#### WORK TO DO
Collect every line in the entries below that contains the string "bounding" and reproduce each such line in full.
• • •
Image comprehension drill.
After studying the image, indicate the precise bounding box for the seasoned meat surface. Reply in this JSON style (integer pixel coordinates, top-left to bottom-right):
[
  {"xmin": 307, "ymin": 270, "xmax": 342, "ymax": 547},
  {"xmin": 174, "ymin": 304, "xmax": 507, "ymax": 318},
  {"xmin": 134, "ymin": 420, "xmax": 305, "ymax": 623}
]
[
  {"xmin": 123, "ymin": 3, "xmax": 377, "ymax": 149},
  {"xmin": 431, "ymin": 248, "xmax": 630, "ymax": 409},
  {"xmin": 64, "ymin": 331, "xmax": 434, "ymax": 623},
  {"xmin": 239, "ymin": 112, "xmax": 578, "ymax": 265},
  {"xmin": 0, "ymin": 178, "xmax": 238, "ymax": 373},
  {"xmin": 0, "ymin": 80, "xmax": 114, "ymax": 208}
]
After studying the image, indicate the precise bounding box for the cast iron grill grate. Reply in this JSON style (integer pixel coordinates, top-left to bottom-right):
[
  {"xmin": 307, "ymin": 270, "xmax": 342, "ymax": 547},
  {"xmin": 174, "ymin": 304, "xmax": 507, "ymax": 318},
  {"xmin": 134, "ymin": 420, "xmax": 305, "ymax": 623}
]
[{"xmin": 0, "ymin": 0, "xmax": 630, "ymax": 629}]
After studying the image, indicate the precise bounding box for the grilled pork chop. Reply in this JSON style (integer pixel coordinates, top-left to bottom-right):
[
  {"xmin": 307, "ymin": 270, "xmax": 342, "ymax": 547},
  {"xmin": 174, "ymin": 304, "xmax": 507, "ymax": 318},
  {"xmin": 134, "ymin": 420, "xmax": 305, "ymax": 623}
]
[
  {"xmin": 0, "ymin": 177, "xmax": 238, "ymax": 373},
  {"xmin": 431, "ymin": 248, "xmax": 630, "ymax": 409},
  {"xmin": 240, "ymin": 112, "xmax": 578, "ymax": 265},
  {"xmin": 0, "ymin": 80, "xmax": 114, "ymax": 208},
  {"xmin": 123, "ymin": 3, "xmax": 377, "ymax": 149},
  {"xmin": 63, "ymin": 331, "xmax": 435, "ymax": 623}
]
• • •
#### CORRECT RESULT
After studying the image, indicate the precise bounding box for the seasoned meat surface. Reply in this JSON style (integer pixel coordinates, top-left to bottom-right):
After studying the image, indicate the precise bounding box for the cast iron grill grate. Reply in this JSON style (integer pixel coordinates, top-left to bottom-right):
After studying the image, indicate the precise bounding box for the grilled pork chop. Reply in this JSON style (integer pixel coordinates, top-left to bottom-right):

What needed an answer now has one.